## Study text
·····
The point of ACT UP is that activism should be fun.
“Absolutely negligent, positively fraudulent!”
The point of ACT UP is that activism should be fun.
“DOH,
get a clue, PEP not just for you!” activists screamed, charging the NYDOH with
providing for itself without making treatments widely available to others. DOH staffers were staring out the
windows. No one wants ACT UP coming to
their office building. Usually ACT UP is
right. The beauty of the group is that
their actions are supported by research. The group is usually ahead on the facts. What other group chants that it wants better
data?
“All
you do is give us rubbers! We want data.
We want numbers!” the group chanted.
"And the rubbers aren't very good," someone chimed in.
Listening, a man walking out the DOH laughed. "That pretty much says it all."
Listening, a man walking out the DOH laughed. "That pretty much says it all."
Photos ACT UP New York |
Chanting, we marched, made new friends, talked, ACT UP hung a
banner and let the world know that the DOH is on their radar. Direct action gets the goods. An ounce of prevention is worth more than apound of a cure. This truism is worth acting on. Thank you for reminding us of this ACT UP.
After the zap, Jim Eigo wrote on
facebook:
Neat ACT UP demo today at the NYC
DOHMH HQ in Queens. Everyone I talked to felt good about the action. (Even the
weather cooperated! Glorious day!) DOHMH workers snapped up our fact sheets so
quickly that we ran out! We started lots of conversations with the workers,
which was gratifying. And after the outside demo, several of us spoke out at
the public comments segment of the HIV Planning
Council meeting that occurred inside the building at 2 PM. (Special thanks to
Amanda Lugg who sits on the Council and signed us all up for public comment
even while we were still demonstrating outside.)
Thanks to all you ACT UP members that made
this demo possible. This one really did require a lot of us working on
different apects of logistics and message. And lots of ACTors UP who knew they
couldn't make the demo because of work or other committments made signs or
worked on press materials or worked social media. Maybe best of all: I think we
as a group learned things (and developed skills) in carrying out this demo that
we can take into the next one, and the next...
REMARKS TO NY HIV PLANNING COUNCIL 081513 —JIM EIGO
I’d like to talk about HIV prevention. I know that this council is charged with thinking about care and treatment for people already dealing with HIV. But in today’s epidemic, as I’m sure you’ve heard, Treatment is Prevention. Less and less is spent on prevention that targets people who are HIV-negative and at risk. The condom code is in tatters. For those whose risk is sexual, the treatment of people who are HIV-positive is the only significant prevention we’ve done for a while. Given the confused, half-hearted introduction of pharmaceutical prevention, PrEP, over the past year, treatment is likely to remain our most significant prevention for a while.
·····
## What to produce
Reproduce the ACT UP protest passage, everything from "Thanks to all" down to "and the next...". The rows have no connection to this passage.

## Supplied material
·····
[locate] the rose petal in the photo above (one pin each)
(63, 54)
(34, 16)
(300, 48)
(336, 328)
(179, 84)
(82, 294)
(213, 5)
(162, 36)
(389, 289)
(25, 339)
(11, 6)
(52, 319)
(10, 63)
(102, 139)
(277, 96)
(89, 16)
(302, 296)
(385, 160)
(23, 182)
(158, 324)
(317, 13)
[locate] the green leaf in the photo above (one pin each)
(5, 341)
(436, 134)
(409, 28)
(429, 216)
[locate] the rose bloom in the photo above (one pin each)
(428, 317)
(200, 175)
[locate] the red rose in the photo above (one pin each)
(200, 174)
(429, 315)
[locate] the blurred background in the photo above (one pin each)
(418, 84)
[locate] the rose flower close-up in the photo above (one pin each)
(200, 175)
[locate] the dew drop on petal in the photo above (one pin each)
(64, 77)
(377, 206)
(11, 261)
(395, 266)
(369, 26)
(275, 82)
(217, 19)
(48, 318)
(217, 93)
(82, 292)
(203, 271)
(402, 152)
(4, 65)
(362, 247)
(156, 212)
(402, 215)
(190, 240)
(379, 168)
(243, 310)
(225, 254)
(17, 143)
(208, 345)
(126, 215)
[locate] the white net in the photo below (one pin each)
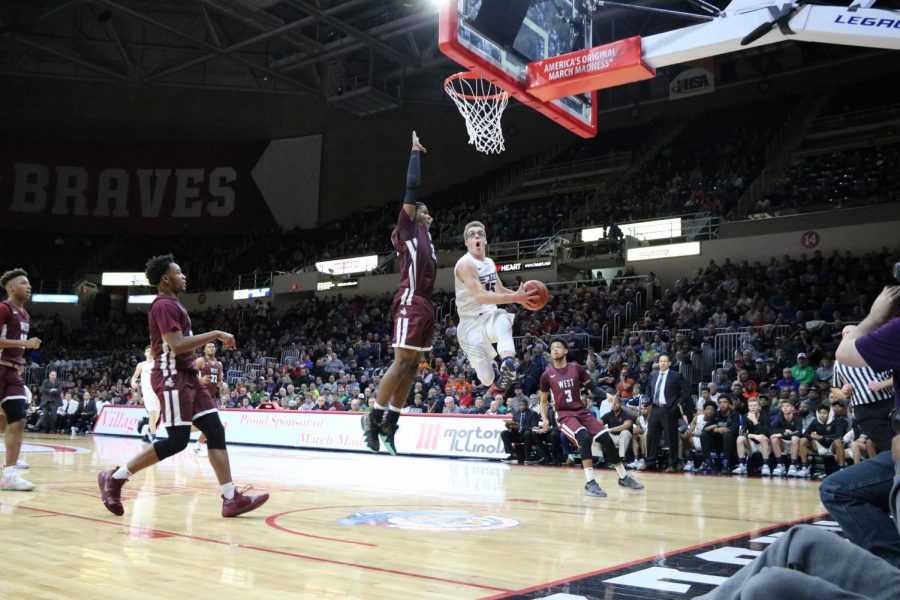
(481, 103)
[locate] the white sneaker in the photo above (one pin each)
(15, 484)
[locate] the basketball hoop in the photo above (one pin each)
(481, 103)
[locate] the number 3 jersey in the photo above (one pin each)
(565, 386)
(466, 305)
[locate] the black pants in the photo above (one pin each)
(661, 421)
(721, 442)
(518, 443)
(874, 421)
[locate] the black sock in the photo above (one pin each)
(392, 417)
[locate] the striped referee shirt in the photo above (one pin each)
(860, 378)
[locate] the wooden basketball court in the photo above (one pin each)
(350, 525)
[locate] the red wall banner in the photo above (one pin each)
(158, 190)
(595, 68)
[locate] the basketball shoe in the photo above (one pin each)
(592, 488)
(241, 503)
(386, 434)
(111, 491)
(630, 482)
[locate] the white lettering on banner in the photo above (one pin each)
(112, 186)
(652, 579)
(69, 188)
(473, 437)
(730, 555)
(30, 188)
(70, 185)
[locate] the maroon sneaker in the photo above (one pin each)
(111, 492)
(241, 503)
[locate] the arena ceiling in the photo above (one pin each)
(363, 56)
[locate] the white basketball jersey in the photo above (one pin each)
(146, 388)
(466, 305)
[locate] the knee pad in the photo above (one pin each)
(584, 444)
(14, 409)
(484, 368)
(177, 441)
(211, 426)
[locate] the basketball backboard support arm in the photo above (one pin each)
(853, 26)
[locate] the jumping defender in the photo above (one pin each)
(412, 310)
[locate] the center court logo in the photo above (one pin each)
(430, 520)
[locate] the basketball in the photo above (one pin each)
(540, 301)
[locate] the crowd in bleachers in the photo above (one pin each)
(329, 353)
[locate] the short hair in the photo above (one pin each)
(12, 274)
(157, 267)
(562, 341)
(472, 224)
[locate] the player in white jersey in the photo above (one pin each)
(151, 402)
(482, 323)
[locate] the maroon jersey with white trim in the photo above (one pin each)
(167, 315)
(418, 263)
(14, 325)
(213, 370)
(565, 386)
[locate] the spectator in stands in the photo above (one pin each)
(719, 437)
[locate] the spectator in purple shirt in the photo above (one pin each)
(860, 498)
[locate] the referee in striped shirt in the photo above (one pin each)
(872, 396)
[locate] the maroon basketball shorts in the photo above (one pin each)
(11, 384)
(413, 324)
(571, 421)
(182, 397)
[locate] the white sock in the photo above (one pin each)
(228, 490)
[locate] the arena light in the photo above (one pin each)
(125, 280)
(666, 251)
(645, 230)
(55, 298)
(249, 294)
(348, 266)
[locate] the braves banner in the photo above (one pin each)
(471, 436)
(590, 69)
(160, 190)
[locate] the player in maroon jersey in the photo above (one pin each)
(14, 326)
(565, 380)
(183, 398)
(212, 376)
(412, 310)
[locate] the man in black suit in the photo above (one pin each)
(518, 438)
(669, 391)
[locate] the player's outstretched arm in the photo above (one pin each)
(180, 344)
(469, 276)
(413, 177)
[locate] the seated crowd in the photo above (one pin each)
(772, 397)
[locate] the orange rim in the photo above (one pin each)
(448, 85)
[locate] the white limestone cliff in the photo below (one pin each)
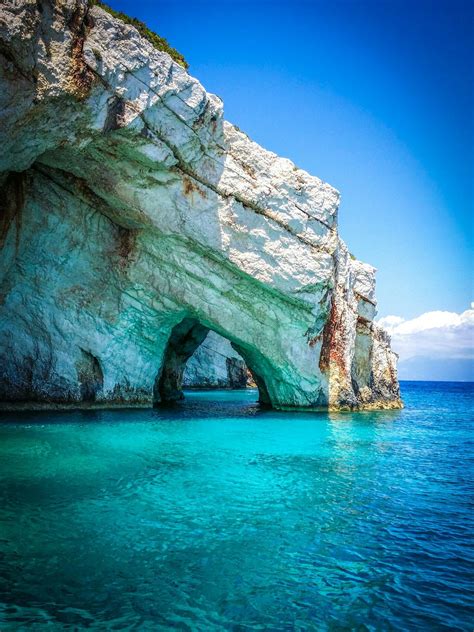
(134, 219)
(215, 364)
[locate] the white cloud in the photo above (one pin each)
(437, 335)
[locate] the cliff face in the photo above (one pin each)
(134, 219)
(215, 364)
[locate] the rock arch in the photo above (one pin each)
(140, 207)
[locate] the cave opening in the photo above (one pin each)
(198, 357)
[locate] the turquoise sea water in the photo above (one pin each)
(217, 515)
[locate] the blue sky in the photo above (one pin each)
(373, 96)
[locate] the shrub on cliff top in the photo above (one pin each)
(156, 40)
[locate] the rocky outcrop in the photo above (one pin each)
(215, 364)
(134, 219)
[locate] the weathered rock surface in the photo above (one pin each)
(215, 364)
(135, 219)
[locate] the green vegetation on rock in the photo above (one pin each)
(160, 43)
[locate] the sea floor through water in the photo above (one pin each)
(217, 515)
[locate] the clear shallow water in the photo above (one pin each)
(217, 515)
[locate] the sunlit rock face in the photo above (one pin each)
(135, 219)
(215, 364)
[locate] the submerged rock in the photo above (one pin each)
(134, 219)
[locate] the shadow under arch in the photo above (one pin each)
(184, 339)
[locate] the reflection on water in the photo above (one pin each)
(219, 515)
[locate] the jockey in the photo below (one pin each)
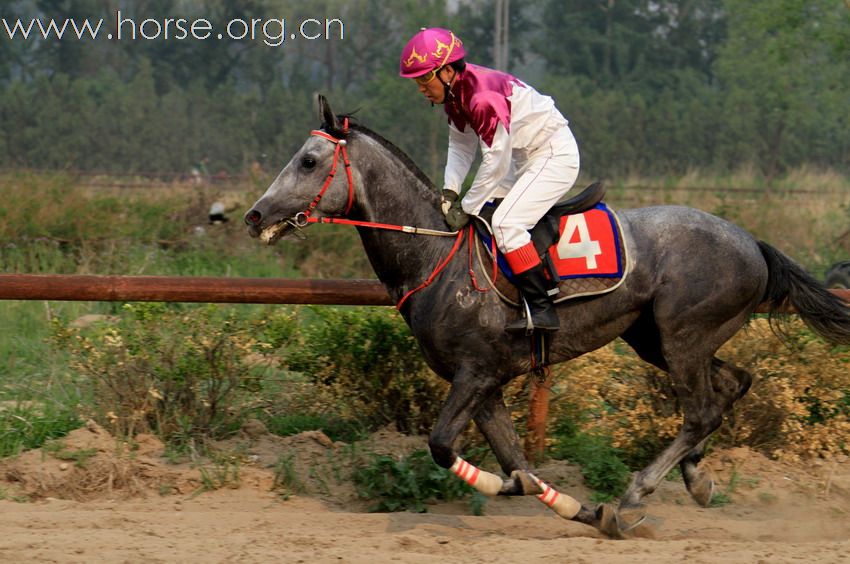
·····
## Written solution
Thanks to all you ACT UP members that made
this demo possible. This one really did require a lot of us working on
different apects of logistics and message. And lots of ACTors UP who knew they
couldn't make the demo because of work or other committments made signs or
worked on press materials or worked social media. Maybe best of all: I think we
as a group learned things (and developed skills) in carrying out this demo that
we can take into the next one, and the next...